Source data
----

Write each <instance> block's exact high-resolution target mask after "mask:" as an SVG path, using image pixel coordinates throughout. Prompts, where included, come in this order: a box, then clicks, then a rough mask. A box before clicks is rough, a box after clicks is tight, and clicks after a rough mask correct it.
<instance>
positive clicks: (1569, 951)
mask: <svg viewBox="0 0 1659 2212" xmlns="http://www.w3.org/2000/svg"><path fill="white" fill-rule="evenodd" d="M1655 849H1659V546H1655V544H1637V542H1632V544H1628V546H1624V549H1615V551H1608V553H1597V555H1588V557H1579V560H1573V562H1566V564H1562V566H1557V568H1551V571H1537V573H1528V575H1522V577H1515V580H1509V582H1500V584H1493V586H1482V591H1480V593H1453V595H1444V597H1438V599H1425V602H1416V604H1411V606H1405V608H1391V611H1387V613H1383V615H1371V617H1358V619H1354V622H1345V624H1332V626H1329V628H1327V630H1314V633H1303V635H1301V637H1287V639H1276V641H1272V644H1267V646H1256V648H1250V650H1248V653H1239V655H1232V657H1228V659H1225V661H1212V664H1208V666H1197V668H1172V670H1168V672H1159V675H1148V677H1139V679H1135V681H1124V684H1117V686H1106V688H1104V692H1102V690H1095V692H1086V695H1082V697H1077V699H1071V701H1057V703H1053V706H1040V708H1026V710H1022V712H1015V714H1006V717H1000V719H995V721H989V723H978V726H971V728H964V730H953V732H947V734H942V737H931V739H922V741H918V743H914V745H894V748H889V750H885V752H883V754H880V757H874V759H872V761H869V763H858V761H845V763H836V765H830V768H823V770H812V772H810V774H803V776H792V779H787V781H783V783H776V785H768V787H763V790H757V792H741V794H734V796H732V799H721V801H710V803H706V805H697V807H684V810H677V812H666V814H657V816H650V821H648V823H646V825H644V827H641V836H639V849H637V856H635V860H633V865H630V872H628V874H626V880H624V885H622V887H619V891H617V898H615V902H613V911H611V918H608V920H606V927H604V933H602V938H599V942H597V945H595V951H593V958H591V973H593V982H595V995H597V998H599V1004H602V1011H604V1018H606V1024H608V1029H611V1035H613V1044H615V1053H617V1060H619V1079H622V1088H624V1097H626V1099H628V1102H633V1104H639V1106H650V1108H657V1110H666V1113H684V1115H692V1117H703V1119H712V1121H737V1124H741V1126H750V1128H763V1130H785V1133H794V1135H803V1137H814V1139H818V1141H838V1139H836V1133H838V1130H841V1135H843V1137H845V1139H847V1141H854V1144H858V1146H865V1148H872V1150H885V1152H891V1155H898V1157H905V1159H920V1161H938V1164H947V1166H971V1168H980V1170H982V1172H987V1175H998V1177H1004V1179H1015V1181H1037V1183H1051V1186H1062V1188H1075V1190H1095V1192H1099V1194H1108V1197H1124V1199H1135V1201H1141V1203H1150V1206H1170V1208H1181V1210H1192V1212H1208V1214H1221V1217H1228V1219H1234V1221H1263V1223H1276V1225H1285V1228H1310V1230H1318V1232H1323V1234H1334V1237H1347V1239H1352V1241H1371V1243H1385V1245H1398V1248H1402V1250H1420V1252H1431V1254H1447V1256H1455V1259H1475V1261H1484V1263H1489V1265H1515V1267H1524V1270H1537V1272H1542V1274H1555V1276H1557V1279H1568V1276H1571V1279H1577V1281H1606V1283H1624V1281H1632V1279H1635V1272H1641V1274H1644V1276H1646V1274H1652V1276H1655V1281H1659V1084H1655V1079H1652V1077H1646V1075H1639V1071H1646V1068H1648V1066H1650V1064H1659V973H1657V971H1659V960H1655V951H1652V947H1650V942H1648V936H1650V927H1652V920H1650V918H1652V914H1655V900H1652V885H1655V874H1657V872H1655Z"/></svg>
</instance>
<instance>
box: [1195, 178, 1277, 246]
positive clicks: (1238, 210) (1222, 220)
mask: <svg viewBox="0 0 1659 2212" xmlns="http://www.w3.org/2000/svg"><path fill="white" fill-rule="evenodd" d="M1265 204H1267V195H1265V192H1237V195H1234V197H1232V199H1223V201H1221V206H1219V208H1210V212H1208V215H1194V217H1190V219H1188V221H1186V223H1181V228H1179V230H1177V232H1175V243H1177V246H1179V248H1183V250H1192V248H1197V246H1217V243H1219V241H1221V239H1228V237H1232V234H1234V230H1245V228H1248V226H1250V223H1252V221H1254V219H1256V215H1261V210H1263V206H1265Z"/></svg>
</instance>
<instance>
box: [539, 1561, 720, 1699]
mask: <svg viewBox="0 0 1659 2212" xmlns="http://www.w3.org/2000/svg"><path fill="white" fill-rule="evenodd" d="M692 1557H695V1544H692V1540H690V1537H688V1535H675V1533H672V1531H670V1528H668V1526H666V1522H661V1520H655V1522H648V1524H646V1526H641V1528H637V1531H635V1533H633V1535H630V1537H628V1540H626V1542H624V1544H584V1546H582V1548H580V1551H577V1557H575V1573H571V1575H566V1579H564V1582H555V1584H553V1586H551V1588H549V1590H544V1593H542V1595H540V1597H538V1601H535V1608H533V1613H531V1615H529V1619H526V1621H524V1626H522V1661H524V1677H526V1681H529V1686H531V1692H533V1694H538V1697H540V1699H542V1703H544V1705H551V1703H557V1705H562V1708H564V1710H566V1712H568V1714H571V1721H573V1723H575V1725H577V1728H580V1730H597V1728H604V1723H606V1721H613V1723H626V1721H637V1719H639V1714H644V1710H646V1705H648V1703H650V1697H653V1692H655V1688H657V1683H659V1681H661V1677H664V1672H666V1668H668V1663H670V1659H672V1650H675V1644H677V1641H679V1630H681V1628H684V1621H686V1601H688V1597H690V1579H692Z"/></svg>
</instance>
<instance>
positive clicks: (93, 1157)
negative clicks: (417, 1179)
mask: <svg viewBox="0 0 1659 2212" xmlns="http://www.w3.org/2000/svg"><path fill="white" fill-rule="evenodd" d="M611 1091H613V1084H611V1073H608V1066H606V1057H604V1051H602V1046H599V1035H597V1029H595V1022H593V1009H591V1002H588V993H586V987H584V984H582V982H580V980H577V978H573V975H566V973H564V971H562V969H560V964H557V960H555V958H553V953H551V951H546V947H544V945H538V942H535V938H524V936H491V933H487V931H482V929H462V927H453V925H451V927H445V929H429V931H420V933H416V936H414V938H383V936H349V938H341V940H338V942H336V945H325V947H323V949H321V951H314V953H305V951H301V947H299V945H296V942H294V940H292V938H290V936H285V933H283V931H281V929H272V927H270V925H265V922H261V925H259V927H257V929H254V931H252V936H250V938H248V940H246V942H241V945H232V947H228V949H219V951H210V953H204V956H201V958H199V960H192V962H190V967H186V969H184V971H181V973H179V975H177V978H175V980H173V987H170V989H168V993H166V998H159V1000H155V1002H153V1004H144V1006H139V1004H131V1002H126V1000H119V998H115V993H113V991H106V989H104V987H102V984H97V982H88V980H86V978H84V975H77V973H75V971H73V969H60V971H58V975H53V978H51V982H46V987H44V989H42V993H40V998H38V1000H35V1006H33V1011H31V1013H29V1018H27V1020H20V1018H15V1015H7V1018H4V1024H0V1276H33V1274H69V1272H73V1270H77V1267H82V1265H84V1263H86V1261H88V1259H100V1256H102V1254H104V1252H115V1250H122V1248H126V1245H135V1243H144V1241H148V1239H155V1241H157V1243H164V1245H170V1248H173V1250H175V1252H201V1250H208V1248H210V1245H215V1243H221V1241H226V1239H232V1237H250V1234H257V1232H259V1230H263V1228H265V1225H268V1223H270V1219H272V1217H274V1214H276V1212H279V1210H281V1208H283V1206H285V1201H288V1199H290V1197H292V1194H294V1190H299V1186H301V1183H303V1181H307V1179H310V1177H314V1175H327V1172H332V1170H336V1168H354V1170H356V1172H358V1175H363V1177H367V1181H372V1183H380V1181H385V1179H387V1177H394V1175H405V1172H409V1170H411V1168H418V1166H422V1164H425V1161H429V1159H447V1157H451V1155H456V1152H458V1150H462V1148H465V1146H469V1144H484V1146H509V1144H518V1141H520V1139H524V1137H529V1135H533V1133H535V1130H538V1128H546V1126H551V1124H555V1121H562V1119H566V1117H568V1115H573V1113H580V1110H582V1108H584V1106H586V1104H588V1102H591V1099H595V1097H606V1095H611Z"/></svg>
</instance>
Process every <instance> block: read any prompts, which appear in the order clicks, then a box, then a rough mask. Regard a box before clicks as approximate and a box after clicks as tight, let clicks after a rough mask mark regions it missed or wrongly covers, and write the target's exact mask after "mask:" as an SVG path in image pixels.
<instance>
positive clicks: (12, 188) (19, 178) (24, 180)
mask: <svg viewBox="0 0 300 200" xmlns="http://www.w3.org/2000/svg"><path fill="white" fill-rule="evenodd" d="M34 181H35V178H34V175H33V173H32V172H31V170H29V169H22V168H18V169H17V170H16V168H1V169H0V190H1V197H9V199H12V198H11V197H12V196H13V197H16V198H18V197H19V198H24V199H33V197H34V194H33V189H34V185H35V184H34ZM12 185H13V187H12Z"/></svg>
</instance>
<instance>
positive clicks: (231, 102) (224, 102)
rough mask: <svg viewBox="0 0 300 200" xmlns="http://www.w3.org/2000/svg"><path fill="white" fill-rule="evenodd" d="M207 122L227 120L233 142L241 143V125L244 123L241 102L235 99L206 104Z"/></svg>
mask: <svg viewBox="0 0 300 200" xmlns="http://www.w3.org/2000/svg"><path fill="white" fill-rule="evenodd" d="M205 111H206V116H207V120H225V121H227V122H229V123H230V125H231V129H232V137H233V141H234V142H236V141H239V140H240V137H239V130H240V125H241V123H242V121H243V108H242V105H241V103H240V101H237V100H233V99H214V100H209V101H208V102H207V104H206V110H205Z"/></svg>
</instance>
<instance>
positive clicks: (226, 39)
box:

----

Exercise objective
Rewrite the entries from the very first line through the line containing "positive clicks: (1569, 951)", changing "tight" to "precise" and leaving everything else the same.

Reply
Write each <instance> block's exact high-resolution target mask after "mask:" as an SVG path, using image pixel coordinates throughout. Prompts, where included, come in this order: a box, then clicks, then a rough mask. A box before clicks is rough, a box after clicks is precise, and clicks after a rough mask correct it.
<instance>
positive clicks: (1569, 951)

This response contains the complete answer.